** WORK INSTRUCTIONS **
Type out the material below exactly.

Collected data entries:
# # #
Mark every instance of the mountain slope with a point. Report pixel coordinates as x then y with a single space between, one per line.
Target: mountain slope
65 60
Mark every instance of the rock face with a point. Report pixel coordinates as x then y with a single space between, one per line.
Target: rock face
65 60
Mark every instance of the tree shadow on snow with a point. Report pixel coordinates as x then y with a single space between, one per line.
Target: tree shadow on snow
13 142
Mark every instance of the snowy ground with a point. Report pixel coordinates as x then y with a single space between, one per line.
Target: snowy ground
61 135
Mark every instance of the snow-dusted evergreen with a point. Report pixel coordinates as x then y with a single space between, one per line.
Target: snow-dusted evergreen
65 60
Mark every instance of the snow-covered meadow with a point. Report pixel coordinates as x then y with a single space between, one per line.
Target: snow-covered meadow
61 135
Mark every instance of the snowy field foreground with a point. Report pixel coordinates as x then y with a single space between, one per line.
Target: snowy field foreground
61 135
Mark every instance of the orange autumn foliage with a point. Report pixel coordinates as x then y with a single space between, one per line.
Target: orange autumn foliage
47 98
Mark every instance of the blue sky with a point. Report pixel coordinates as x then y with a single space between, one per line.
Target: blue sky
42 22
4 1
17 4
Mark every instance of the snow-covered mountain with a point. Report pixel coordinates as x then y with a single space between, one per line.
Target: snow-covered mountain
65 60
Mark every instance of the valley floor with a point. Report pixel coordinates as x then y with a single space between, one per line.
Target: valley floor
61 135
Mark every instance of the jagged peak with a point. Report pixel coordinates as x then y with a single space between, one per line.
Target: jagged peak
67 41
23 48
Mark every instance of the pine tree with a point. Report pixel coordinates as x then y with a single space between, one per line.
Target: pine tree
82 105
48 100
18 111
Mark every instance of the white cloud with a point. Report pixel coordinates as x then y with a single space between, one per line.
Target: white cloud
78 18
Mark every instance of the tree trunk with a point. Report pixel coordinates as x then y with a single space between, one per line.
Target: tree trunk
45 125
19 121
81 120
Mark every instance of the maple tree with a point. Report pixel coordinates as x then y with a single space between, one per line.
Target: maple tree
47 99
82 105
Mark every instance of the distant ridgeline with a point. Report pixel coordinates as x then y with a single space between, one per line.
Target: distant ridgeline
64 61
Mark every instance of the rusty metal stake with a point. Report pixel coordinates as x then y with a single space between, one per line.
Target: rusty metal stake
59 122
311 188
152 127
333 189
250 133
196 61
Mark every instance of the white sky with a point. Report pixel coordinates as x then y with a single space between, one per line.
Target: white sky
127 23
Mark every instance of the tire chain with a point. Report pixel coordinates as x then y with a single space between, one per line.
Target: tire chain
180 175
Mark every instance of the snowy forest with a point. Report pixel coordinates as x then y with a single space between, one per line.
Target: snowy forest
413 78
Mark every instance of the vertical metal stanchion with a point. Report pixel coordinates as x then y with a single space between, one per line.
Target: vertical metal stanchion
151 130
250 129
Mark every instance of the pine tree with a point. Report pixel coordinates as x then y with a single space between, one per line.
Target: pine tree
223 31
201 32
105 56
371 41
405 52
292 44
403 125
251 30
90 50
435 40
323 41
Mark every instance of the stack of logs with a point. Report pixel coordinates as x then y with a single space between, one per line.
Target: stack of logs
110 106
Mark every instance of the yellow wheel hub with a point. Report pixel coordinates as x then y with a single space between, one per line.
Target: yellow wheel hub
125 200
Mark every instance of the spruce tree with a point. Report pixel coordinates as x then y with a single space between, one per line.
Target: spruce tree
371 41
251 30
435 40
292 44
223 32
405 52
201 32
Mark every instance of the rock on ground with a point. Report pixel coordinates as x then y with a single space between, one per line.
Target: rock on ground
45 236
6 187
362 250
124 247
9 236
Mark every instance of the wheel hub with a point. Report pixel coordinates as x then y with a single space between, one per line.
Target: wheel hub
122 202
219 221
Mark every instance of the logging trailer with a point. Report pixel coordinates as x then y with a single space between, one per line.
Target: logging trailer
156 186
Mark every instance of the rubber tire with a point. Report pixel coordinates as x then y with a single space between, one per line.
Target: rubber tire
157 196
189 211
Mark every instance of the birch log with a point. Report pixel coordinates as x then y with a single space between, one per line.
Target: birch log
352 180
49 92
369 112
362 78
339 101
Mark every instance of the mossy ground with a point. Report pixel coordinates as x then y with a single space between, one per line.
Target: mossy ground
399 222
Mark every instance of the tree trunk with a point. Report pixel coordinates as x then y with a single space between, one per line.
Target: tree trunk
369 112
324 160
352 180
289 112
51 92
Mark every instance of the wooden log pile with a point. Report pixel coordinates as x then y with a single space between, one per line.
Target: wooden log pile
# # #
** THE RESULT **
Mark every instance of the mountain slope with a point. Report pixel coordinates as x then y with a single space between, one per line.
Target: mountain slope
65 60
Mark every instance of the rock face with a point. Report pixel coordinates as x then y with a single space between, one per line.
Target: rock face
65 60
Mark every instance of the tree shadow on snow with a point. Report pixel coordinates as x then y with a single space between, one per line.
Target: tree shadow on snow
13 142
Mark every instance of the snowy ground with a point. Report pixel coordinates as x then y with a single space between, one per line.
Target: snowy ground
61 135
Mark every instance of the snow-dusted evergreen with a point. Report pixel coordinates as x then y with a single space between, one per line.
Target: snow-dusted evergreen
65 60
Mark every instance of the snow-covered meadow with a point. Report pixel coordinates as x then y with a single space between, one per line.
Target: snow-covered meadow
61 135
Mark every instance of the snowy field foreground with a point. Report pixel coordinates as x then y with a single space between, one per line.
Target: snowy field foreground
61 135
Mark every instance of the orange autumn foliage with a point. Report pixel coordinates as x then y with a single space between, one per line.
Target: orange autumn foliage
47 98
Mark every instance of the blue sky with a point. Report pixel coordinates as x then y with a single space between, one per line.
Target: blue sky
42 22
4 1
17 4
Mark every instance of the snow-covered mountain with a point. Report pixel coordinates as x then y with a single space between, one per line.
Target: snow-covered mountain
65 60
Mark every instance of the valley floor with a point. Report pixel coordinates as x then y with a single space between, one per line.
Target: valley floor
61 135
Mark every instance of the jagged peak with a point. Report pixel coordinates as x then y with a single space between, one per line.
Target: jagged peak
67 41
23 48
Mark every instance of the pine tree with a point. Report pixel coordinates as x then y with a single space between, one per line.
Target: pine tree
82 105
48 100
18 111
Mark every instance of the white cloud with a point. Report pixel coordinates as x then y with a single space between, one per line.
Target: white cloud
78 18
Mark every instance of the tree trunk with a point. Report pixel coordinates as x then y with a single space between, one per line.
Target: tree trunk
45 125
19 121
81 120
Mark every instance of the maple tree with a point. Report pixel coordinates as x then y with a single space between, one per line.
Target: maple tree
47 99
82 105
Mark every instance of the distant ridgeline with a point. Report pixel coordinates as x then y with a single space between, one per line.
Target: distant ridgeline
64 61
Mark every instance of the rusty metal stake with a point. Report pixel coordinates as x then y with a single space between, one per line.
Target: rusty metal stake
59 122
311 188
152 127
333 189
250 133
196 61
Mark every instance of the white sky with a point. Report pixel coordinates as x then y with a single space between, one per line.
Target: white sky
127 23
Mark every instance of the tire chain with a point. Report pixel coordinates as x then y with a single space between, one per line.
Target: tire chain
180 175
Mark every instance of the snowy forest with a point. Report pixel coordinates as x then y with a single space between, one per line.
Target: snowy forest
413 78
Mark every instance of the vertical metal stanchion with a point. Report pixel coordinates as x then y with a single space between, one per line.
Target: vertical metal stanchion
151 130
250 129
Mark every instance of the pine tree with a point. Report pixel coordinates as x then y with a single space between, one per line.
Target: pine tree
223 31
201 32
105 56
371 41
405 52
292 44
403 125
251 30
90 50
435 40
323 41
Mark every instance of the stack of logs with a point. Report pixel coordinates as x then y with a single space between, one per line.
Target: stack of logs
110 106
Mark every instance of the yellow wheel hub with a point. Report pixel coordinates as x then y with a single space between, one per line.
Target: yellow wheel hub
125 200
Mark every instance of the spruce tree with a point. Report pixel coordinates as x then y with a single space between, one per line.
Target: spruce tree
371 41
251 30
435 40
292 44
223 32
405 52
201 32
Mark every instance of the rock on ground with a point. Report pixel coordinates as x then y with a single space between, one per line.
Target: rock on ground
45 236
6 187
362 250
124 247
9 236
Mark every instance of the wheel hub with a point. Report pixel coordinates as x then y with a single space between, one per line.
Target: wheel hub
122 202
219 221
Mark every instance of the logging trailer with a point. Report pixel coordinates as x then y with a single space between, one per line.
Target: logging trailer
156 186
Mark every instance of the rubber tire with a point. Report pixel coordinates as x then y with a single space between, one per line.
Target: rubber tire
157 196
189 211
Mark every instance of the birch log with a point. Report pixel coordinates as x then y with a single space between, one per line.
Target: birch log
352 180
49 92
369 112
362 78
339 101
Mark every instance of the mossy ground with a point. Report pixel coordinates as x then y with a single space between, one per line.
Target: mossy ground
399 222
Mark every instance of the tree trunk with a point. Report pixel coordinates as x then y with a single space between, one per line.
Target: tree trunk
369 112
324 160
352 180
289 112
51 92
Mark every instance of the wooden log pile with a point. Report pixel coordinates as x then y with a single space between, one per line.
Target: wooden log pile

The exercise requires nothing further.